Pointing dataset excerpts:
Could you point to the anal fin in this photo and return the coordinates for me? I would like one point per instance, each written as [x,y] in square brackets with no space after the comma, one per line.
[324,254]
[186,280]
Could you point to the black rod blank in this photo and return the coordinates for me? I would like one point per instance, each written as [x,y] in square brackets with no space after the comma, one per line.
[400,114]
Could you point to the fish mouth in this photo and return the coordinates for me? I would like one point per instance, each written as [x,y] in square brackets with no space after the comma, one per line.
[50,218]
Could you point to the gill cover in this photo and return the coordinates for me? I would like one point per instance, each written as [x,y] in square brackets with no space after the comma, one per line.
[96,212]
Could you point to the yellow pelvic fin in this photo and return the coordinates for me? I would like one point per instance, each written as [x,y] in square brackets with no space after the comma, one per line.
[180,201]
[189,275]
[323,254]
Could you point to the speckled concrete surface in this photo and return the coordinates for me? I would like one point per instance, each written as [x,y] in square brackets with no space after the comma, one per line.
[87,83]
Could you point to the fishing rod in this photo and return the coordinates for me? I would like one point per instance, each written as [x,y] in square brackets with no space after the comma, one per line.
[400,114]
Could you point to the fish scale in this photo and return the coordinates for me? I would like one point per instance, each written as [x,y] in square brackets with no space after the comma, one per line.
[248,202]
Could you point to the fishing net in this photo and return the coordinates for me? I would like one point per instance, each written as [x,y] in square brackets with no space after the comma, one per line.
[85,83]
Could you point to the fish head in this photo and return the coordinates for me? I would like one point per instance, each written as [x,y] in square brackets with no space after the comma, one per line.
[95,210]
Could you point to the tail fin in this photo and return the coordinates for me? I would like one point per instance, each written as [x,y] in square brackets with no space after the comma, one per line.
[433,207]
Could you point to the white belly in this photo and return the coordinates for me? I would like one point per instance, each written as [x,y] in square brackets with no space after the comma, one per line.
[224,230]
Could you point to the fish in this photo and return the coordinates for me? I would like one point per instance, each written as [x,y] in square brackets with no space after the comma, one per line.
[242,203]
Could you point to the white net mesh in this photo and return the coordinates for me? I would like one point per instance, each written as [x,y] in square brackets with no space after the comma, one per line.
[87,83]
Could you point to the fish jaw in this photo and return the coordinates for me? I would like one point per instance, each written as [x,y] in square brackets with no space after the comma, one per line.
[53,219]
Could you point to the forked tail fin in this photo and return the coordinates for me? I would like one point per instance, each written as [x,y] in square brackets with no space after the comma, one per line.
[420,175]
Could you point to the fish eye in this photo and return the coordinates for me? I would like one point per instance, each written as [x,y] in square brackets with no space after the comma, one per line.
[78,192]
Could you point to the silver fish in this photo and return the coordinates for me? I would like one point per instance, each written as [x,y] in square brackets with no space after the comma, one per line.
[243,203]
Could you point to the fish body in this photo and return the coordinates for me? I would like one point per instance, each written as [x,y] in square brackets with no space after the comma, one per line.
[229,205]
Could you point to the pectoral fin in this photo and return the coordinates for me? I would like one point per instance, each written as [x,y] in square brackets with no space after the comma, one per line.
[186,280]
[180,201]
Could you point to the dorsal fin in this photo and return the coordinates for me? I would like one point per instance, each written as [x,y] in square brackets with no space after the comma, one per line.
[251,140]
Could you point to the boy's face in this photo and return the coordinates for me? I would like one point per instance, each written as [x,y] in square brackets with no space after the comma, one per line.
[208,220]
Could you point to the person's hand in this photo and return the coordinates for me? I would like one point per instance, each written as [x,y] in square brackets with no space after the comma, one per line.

STATED GOAL:
Repeat word for word every line from the one that holds "Could you point to the forked" to the end. Both ends count.

SOLUTION TO THIS EXERCISE:
Could you point to the forked tail fin in this photo and return the coordinates for me? I would like one point per instance, each written as [x,y] in square brackets with no space after the comma, one per line.
[420,175]
Could you point to the fish eye in this photo and return the coordinates for me? I would like one point per instance, each written as [x,y] in square brackets with no space after the comma, one per line.
[78,192]
Could you point to the silver fish in this photo and return the coordinates for me? I would like one point per instance, each written as [x,y] in square brackets with no space after the comma, one per line.
[243,203]
Could you point to the fish body in this photo and return the coordinates for me? I would like one point per instance, each written as [x,y] in square brackets with no space after the comma, one per line.
[229,205]
Could you point to the pectoral fin in this photo and return the coordinates for me? I would like one point per instance, each written as [x,y] in square brackets with no space after the comma, one per line.
[186,280]
[180,201]
Could you point to the dorsal fin in this photo and return the coordinates for me? I would like one point per instance, each written as [x,y] in square brackets with no space after the comma, one per line.
[251,140]
Could you point to the boy's face in this photo and return the coordinates for me? I would like one point per instance, each written as [x,y] in square brackets with no space after the comma, one per line.
[208,220]
Could you point to the person's hand in this photo and return the coordinates for me? I would like one point per instance, each written as [x,y] in square brackets with no space after the comma, one per line.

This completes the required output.